> **TASK DIRECTIONS**: From the data below, retype exactly the lines starting with the one that contains "Task: locate the black plastic poncho." and ending with the one that contains "Task: locate the boot shaft.", both included.

> **RECORDS TO PROCESS**:
--

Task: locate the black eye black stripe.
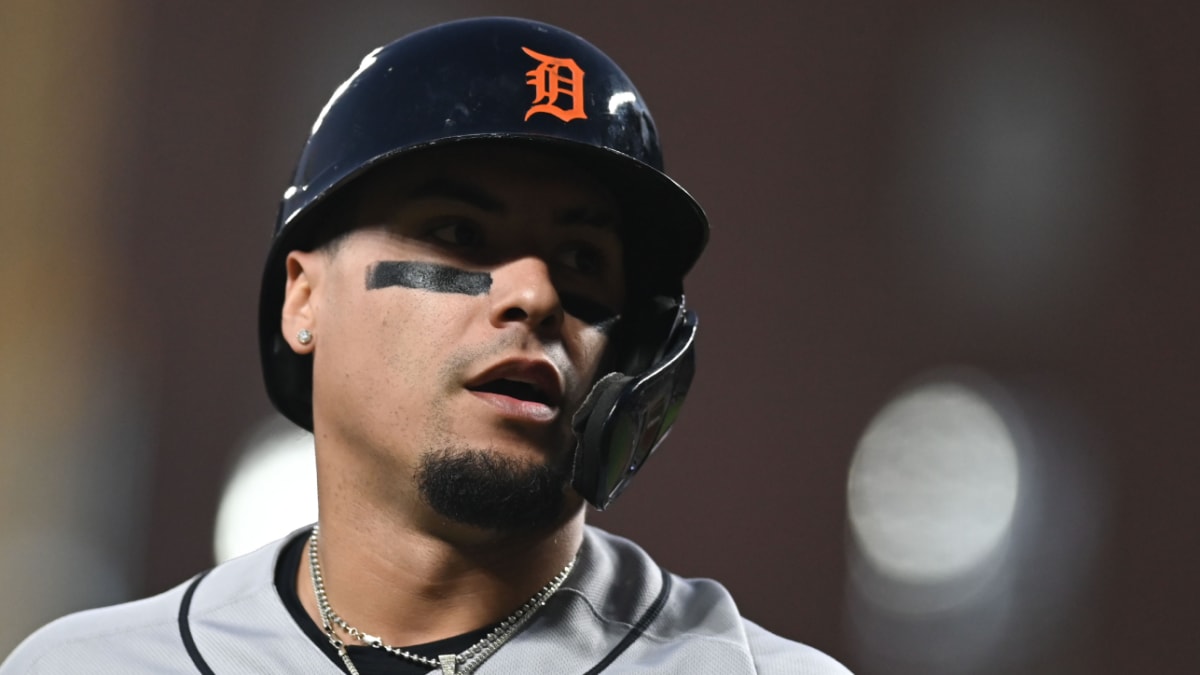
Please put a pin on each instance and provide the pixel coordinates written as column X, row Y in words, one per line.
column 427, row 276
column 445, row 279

--

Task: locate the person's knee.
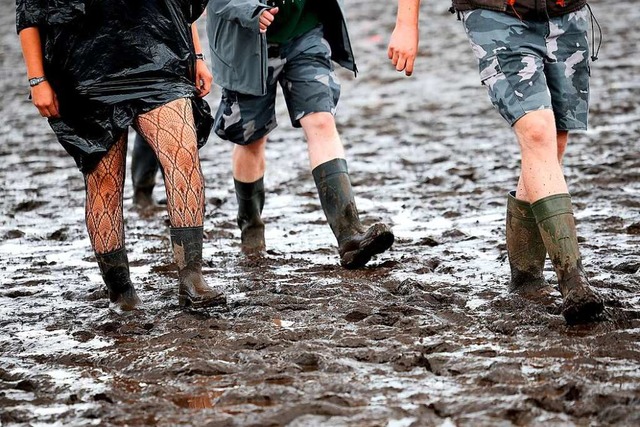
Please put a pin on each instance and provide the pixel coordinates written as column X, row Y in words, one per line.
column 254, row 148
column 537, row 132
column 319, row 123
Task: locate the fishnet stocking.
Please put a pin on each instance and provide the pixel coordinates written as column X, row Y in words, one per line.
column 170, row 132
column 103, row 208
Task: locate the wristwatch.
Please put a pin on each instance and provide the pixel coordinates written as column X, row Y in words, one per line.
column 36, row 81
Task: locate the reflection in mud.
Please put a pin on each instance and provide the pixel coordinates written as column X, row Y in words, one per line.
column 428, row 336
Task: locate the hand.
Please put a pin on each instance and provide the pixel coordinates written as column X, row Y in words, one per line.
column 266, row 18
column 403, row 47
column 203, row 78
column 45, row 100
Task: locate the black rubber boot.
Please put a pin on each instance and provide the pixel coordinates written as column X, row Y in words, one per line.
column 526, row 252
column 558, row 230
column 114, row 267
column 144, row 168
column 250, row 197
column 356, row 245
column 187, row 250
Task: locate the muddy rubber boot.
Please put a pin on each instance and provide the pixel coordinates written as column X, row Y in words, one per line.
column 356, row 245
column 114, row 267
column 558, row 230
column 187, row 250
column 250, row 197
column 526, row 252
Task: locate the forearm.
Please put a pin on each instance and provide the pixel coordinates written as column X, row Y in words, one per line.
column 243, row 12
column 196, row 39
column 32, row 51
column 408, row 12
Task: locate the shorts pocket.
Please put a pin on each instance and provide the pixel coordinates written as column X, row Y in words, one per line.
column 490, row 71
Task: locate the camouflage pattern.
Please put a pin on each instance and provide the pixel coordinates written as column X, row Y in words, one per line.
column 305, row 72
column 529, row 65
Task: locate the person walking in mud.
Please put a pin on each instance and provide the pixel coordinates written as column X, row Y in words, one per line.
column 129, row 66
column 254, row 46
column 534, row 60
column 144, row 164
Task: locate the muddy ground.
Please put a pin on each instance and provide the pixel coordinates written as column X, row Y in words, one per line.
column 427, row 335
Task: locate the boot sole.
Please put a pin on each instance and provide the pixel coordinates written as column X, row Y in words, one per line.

--

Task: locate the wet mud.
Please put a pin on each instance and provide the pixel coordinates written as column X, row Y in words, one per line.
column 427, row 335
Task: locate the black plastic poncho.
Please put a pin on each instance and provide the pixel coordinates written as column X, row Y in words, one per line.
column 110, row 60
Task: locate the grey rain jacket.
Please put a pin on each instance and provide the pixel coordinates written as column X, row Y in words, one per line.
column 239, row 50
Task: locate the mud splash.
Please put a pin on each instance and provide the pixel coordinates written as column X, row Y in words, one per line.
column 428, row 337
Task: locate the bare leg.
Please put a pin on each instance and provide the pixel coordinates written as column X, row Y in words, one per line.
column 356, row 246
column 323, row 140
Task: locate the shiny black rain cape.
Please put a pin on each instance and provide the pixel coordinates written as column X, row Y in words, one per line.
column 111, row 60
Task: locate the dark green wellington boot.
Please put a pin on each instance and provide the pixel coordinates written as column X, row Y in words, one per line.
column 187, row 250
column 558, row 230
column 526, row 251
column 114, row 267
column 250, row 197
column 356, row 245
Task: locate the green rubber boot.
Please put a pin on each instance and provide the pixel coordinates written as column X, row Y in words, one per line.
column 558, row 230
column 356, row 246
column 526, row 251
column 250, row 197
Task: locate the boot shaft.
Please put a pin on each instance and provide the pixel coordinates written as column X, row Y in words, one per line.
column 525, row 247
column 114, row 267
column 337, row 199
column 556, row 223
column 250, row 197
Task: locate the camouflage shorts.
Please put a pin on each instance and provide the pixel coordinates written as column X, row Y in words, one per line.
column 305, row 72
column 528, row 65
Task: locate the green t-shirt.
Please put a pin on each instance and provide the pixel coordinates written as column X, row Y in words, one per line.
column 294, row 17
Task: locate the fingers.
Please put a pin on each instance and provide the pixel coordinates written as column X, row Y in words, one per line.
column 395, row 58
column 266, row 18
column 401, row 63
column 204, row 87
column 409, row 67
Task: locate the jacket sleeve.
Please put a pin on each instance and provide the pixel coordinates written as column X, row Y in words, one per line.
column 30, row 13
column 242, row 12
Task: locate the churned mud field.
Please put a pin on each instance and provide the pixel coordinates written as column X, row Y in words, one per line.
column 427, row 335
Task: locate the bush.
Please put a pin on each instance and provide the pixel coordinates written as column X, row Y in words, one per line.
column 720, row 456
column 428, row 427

--

> **ANSWER TO THIS PROBLEM**:
Task: locate the black plastic poncho.
Please put a pin on each instance and provide the pixel coordinates written as column X, row Y in words, one per line.
column 110, row 60
Task: locate the grey rain jacket.
Please put a pin on each instance and provide the pixel coordinates written as column X, row Y in words, one per line.
column 239, row 50
Task: locate the mud splash.
Please put a pin on each instance and provide the pixel coordinates written as column X, row Y in words, one per line.
column 428, row 337
Task: locate the bare leg.
Please put a pin on each instance and provide the pixel coordinates written as column X, row Y in words, one per line.
column 356, row 246
column 323, row 140
Task: locate the shiny black rain cape.
Please put a pin on each instance and provide the pixel coordinates written as column X, row Y in words, one per line.
column 111, row 60
Task: locate the dark green wellington boot.
Please put a pin on each instance and provide the pixel coordinates written as column X, row Y in words, one per line.
column 187, row 250
column 558, row 230
column 526, row 251
column 114, row 267
column 250, row 197
column 356, row 245
Task: locate the green rubber boot.
Please put a pin on each instance and provide the pixel coordinates written as column X, row Y in words, one per line.
column 558, row 230
column 356, row 246
column 526, row 251
column 250, row 197
Task: locate the boot shaft.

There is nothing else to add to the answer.